- [Excerpted text]:
- Classification: Division I
- Teams: 14
- Site: Crisler Center Ann Arbor, Michigan
- Champions: Penn State (7th title)
- Winning coach: Cael Sanderson (7th title)
- MOW: Spencer Lee (Iowa)
- Television: Big Ten Network

= 2023 Big Ten Wrestling Championships =

The 2023 Big Ten Wrestling Championships took place from March 4–5, 2023, in Ann Arbor, Michigan at the Crisler Center.

Penn State under head coach Cael Sanderson won their seventh Big Ten Championship title with individual titles from Roman Bravo-Young (133 lbs), Levi Haines (157 lbs), Carter Starocci (174 lbs), and Aaron Brooks (184 lbs).

Point labeling dataset excerpts
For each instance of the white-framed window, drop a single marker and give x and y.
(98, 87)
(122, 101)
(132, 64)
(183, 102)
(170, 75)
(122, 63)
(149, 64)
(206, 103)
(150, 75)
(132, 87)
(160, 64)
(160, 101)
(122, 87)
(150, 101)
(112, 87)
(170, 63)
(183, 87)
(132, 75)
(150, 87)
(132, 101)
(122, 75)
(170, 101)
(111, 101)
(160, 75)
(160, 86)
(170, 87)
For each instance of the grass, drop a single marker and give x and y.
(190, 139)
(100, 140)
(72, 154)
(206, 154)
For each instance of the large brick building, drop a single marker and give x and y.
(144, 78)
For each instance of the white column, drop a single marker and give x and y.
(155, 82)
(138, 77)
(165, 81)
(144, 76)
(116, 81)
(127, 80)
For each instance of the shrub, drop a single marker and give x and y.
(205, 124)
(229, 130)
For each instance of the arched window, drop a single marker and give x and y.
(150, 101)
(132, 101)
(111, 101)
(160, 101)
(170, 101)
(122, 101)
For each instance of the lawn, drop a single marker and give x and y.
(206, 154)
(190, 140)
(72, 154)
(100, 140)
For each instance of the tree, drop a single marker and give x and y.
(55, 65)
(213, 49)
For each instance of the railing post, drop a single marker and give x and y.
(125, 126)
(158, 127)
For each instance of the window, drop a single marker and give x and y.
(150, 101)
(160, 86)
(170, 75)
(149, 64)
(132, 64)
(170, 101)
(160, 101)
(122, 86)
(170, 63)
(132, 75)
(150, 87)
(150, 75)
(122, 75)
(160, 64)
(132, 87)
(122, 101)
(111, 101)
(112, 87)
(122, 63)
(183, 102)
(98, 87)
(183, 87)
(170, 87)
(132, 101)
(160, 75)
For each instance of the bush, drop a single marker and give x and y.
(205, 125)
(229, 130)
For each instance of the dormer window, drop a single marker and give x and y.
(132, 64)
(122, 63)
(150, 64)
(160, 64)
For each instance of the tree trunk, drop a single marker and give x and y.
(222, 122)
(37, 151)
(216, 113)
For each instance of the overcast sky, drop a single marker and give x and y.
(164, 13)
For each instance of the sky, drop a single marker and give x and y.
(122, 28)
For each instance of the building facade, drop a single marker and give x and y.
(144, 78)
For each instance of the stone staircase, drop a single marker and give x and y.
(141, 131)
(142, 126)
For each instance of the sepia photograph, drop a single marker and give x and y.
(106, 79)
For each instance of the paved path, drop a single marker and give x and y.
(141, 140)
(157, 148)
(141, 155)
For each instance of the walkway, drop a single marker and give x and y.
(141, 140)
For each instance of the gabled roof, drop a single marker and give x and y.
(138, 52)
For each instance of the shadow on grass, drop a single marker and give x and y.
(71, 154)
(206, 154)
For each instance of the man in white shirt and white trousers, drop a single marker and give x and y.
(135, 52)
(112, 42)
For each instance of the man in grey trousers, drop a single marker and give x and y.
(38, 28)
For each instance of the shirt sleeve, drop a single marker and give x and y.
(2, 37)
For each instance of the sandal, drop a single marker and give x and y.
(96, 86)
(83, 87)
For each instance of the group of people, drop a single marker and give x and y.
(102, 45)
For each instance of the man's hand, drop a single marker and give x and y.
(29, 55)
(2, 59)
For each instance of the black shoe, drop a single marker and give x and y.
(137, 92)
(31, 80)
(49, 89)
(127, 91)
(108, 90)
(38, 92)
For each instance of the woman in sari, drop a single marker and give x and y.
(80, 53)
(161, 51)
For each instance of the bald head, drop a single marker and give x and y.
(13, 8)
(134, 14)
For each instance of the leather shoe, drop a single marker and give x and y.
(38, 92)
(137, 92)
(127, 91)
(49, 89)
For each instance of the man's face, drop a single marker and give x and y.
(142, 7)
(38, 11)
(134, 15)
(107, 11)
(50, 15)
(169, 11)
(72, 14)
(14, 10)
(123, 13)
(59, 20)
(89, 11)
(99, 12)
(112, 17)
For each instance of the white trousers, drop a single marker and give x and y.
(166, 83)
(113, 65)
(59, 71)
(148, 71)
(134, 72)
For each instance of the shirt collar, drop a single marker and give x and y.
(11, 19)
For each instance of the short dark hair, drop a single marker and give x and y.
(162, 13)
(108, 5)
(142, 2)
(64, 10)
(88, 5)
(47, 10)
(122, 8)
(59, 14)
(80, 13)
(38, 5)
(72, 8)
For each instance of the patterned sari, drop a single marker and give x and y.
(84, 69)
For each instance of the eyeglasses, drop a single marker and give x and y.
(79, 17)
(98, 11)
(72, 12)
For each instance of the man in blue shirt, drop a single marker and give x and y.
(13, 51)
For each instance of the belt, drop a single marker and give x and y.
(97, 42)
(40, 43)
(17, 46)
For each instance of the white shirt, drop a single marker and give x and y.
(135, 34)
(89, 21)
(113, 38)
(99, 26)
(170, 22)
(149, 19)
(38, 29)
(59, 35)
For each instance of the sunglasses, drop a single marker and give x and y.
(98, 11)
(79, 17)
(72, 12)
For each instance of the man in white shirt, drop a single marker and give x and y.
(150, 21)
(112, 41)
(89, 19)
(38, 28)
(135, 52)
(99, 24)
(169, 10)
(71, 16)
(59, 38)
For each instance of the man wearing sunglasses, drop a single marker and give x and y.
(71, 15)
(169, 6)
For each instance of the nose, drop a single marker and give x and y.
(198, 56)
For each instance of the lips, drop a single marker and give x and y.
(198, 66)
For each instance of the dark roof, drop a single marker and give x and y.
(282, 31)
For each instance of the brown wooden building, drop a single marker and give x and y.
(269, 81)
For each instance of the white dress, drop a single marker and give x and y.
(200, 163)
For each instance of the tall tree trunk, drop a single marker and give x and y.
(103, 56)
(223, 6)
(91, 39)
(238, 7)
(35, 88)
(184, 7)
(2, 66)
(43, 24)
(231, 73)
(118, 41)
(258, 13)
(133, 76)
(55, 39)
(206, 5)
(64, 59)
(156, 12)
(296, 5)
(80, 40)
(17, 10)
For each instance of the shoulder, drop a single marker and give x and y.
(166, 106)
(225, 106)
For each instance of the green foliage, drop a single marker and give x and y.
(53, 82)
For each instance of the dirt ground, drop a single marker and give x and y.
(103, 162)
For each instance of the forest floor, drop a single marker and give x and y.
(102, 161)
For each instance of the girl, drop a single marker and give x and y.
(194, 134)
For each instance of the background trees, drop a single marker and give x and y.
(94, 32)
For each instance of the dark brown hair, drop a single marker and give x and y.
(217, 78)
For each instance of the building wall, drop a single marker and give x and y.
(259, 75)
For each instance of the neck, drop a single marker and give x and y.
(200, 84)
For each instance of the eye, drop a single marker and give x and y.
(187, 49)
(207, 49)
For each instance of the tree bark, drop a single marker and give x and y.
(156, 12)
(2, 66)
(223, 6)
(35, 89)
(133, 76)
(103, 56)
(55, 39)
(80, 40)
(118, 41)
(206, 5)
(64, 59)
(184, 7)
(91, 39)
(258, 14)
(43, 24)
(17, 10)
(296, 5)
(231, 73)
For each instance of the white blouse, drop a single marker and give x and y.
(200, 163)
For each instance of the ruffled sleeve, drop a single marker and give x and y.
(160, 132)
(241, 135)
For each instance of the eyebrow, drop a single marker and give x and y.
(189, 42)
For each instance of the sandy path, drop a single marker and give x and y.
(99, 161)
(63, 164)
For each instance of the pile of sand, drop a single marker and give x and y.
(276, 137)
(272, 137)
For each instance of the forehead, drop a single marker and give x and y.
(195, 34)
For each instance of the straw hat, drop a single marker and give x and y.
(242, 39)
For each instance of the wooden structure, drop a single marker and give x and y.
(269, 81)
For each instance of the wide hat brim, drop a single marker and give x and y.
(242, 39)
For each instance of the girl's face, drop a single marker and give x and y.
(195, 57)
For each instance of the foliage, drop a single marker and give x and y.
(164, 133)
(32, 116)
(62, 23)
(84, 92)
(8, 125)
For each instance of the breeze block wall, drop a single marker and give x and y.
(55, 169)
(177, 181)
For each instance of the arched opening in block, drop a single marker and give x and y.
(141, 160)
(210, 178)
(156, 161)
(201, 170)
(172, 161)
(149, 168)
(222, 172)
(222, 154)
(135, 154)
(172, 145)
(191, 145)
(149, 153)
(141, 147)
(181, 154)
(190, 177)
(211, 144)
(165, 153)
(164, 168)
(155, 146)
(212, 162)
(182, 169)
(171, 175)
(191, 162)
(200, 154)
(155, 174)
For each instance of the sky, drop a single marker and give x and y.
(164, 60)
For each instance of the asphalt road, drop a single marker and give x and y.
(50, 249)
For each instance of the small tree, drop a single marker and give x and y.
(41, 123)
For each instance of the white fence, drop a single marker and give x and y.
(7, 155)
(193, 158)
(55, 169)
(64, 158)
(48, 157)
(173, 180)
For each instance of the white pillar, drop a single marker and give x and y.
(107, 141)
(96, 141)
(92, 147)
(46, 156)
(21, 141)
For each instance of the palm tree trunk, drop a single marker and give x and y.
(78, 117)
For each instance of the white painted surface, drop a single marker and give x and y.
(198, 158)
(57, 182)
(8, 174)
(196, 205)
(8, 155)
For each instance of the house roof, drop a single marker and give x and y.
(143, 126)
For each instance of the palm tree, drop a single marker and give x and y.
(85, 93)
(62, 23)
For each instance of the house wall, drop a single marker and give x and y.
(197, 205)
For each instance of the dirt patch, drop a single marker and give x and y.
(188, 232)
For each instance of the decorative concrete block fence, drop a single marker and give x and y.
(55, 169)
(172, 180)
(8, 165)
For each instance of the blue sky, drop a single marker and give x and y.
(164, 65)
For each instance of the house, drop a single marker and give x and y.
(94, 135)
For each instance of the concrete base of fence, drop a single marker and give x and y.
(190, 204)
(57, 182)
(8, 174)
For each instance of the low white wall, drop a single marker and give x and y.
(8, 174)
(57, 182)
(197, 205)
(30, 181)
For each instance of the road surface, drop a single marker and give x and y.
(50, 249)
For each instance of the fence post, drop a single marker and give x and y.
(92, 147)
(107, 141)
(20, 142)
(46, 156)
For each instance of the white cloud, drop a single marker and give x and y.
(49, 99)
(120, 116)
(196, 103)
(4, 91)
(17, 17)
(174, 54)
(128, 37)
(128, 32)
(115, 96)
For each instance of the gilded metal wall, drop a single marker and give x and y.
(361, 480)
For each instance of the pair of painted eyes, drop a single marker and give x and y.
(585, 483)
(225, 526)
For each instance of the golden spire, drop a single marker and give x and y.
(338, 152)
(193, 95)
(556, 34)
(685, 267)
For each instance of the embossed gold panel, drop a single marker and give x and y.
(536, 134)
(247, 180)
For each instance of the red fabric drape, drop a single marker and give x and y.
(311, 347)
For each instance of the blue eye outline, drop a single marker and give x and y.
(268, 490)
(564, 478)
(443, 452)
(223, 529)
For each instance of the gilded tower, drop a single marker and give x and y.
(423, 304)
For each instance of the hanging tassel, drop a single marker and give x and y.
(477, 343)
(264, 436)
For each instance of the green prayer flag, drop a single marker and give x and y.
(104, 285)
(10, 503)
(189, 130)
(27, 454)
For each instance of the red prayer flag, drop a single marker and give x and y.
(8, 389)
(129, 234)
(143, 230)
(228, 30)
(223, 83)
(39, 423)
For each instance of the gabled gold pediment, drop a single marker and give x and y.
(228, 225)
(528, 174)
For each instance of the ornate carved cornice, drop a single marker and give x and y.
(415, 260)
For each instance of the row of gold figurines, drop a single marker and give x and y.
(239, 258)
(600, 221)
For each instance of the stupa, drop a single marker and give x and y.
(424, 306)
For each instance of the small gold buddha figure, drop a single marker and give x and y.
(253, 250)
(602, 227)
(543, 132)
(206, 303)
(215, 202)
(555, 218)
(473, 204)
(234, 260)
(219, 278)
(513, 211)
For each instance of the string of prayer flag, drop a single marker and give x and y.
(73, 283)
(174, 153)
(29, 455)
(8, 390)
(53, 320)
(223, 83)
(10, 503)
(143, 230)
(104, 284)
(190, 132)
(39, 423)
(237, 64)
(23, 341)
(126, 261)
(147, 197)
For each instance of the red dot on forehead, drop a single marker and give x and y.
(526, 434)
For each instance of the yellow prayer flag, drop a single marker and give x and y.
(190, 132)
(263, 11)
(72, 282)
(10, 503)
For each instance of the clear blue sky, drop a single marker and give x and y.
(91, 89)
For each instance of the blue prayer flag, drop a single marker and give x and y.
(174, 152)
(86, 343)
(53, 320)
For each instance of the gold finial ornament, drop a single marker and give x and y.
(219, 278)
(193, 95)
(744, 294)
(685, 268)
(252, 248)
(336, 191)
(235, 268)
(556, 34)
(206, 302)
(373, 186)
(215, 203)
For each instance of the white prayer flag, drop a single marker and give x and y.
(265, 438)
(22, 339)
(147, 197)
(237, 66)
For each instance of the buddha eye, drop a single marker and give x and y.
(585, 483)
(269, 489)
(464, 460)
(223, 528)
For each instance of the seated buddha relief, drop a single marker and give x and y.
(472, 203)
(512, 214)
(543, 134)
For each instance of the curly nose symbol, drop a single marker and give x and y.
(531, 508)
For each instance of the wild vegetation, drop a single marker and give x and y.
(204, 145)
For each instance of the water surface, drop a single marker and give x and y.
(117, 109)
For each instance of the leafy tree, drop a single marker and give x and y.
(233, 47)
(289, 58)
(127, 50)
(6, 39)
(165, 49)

- [Task list]:
1. Answer from the wrestling championship text:
(a) In which arena were the championships held?
(b) Who is listed as MOW?
(c) At what weight did Levi Haines take his individual title?
2. State how many lines of the rows contain the word "dirt". Give only the number.
The wrestling championship text and the rows have no connection to each other.

- [Solutions per task]:
1.
(a) Crisler Center
(b) Spencer Lee (Iowa)
(c) 157 lbs

2. 2